> **What you have to do**:
Find the line containing "railing in this photo, one line per instance.", then output it and every line after it through the end of the listing below, exactly as written.

--- BEGIN Information shown ---

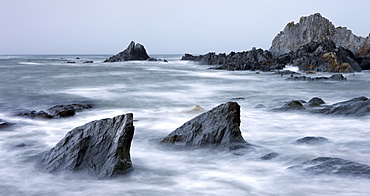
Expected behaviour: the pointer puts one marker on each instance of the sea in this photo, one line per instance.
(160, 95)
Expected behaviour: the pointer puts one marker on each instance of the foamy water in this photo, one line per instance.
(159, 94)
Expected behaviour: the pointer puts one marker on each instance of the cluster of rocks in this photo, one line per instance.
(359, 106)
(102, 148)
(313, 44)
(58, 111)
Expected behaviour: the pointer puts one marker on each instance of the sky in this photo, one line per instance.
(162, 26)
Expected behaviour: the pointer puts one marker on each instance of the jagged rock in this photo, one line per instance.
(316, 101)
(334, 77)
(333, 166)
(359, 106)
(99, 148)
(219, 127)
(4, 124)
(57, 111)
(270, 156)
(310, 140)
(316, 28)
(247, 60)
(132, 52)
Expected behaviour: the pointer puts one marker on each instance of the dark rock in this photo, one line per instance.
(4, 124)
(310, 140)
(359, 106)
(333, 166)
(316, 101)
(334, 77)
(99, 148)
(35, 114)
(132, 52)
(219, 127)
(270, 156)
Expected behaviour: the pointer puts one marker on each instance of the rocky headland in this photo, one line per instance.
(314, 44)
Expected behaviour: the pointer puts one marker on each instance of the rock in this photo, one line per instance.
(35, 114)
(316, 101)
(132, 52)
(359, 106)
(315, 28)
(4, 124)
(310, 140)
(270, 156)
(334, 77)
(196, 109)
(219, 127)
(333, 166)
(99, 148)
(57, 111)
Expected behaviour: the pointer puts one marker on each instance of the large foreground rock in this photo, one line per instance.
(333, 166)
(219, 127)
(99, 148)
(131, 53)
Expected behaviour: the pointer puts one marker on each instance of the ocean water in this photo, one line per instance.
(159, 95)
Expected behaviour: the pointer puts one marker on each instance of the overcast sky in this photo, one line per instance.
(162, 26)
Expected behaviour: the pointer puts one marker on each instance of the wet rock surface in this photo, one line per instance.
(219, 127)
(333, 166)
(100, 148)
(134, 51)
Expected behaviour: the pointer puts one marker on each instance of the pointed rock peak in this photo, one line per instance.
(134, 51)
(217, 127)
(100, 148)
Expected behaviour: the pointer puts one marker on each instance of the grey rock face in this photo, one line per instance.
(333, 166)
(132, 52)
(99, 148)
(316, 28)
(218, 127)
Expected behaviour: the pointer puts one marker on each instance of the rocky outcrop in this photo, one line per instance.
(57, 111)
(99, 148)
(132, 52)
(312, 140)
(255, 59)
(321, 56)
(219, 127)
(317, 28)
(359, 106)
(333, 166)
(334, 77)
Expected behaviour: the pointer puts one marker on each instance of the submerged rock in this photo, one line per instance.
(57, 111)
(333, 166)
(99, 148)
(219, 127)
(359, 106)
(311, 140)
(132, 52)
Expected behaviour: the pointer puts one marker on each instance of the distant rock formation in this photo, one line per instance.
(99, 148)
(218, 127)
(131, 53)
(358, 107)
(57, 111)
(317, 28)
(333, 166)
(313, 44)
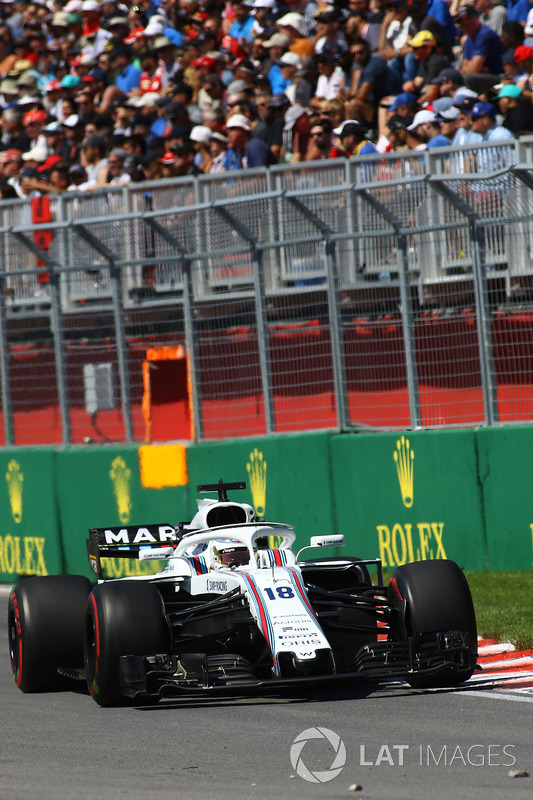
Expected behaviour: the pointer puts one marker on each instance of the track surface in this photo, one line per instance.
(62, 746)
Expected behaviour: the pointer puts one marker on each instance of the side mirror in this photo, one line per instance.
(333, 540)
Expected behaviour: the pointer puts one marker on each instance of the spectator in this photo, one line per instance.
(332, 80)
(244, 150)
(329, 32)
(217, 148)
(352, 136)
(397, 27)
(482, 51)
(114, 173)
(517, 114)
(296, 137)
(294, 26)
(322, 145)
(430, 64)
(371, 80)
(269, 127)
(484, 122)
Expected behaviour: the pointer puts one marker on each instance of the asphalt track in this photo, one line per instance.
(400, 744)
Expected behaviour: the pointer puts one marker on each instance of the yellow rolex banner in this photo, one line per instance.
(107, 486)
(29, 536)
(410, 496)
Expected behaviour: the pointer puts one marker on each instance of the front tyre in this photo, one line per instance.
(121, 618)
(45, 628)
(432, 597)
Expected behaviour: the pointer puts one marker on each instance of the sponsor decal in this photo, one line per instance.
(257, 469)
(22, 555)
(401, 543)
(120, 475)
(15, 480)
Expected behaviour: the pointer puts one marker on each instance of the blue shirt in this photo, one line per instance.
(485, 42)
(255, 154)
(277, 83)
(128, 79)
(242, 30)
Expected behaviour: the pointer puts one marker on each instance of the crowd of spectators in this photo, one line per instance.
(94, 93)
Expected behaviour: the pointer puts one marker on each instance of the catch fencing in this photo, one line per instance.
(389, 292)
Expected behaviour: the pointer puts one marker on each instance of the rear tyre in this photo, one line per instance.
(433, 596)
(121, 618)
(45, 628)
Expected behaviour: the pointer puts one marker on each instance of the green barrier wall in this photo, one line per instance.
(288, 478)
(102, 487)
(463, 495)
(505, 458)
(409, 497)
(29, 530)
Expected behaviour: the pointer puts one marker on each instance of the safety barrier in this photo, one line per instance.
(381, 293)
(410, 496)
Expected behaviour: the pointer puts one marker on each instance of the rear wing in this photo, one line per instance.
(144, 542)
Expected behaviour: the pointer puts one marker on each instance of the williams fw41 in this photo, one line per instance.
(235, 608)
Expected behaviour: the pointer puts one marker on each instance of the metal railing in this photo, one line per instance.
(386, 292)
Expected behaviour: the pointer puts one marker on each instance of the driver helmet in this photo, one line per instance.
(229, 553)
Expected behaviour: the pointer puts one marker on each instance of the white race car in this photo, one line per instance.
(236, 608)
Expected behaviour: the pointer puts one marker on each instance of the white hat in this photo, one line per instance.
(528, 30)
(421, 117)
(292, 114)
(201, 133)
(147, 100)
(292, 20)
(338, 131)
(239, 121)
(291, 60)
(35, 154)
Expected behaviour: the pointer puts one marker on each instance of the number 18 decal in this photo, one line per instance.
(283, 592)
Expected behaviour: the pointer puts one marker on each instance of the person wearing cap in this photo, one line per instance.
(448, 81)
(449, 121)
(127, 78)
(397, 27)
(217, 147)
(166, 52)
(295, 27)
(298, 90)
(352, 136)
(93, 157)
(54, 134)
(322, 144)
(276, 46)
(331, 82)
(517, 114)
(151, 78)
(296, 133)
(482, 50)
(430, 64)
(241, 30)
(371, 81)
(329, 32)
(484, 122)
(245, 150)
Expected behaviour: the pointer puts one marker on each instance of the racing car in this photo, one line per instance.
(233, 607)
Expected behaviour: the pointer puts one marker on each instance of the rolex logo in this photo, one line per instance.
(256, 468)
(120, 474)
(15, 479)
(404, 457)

--- END Information shown ---

> **Written response**:
Expected behaviour: the pointer puts one marker on each instance of the metal railing in this photo, one line per instance.
(386, 292)
Expected behaviour: the pointer puts one marker on each instance of the driver helmet in this photo, one line per instance.
(229, 553)
Expected behaviour: the pointer puts one marker on each instance of the white race car in this photo, one line per instance.
(236, 608)
Expected behaviour: the pointer puts one marker on each instance of the white hat in this photo, one line per instance.
(528, 30)
(421, 117)
(292, 114)
(201, 133)
(147, 100)
(292, 20)
(338, 131)
(239, 121)
(291, 60)
(35, 154)
Expected behaviour: the pointer puts one marker on each instance of the number 18 decal in this photo, one line per instance.
(283, 592)
Expected behaviour: the pointer puts one marker on each instance of the person wearing cap in this photo, one line per instance.
(448, 81)
(449, 121)
(127, 78)
(397, 27)
(217, 147)
(166, 52)
(295, 27)
(298, 90)
(352, 136)
(93, 157)
(54, 134)
(322, 144)
(276, 46)
(331, 82)
(517, 114)
(151, 78)
(296, 133)
(482, 50)
(430, 64)
(241, 30)
(371, 81)
(329, 32)
(484, 122)
(245, 150)
Expected behaviour: the pointer puts one marker on each instance of the racing car in this photo, one line per instance.
(233, 607)
Expected behaviour: the pointer puts one marker on each instance of the rolex logo in this photo, one line per instance.
(256, 468)
(120, 474)
(15, 479)
(404, 457)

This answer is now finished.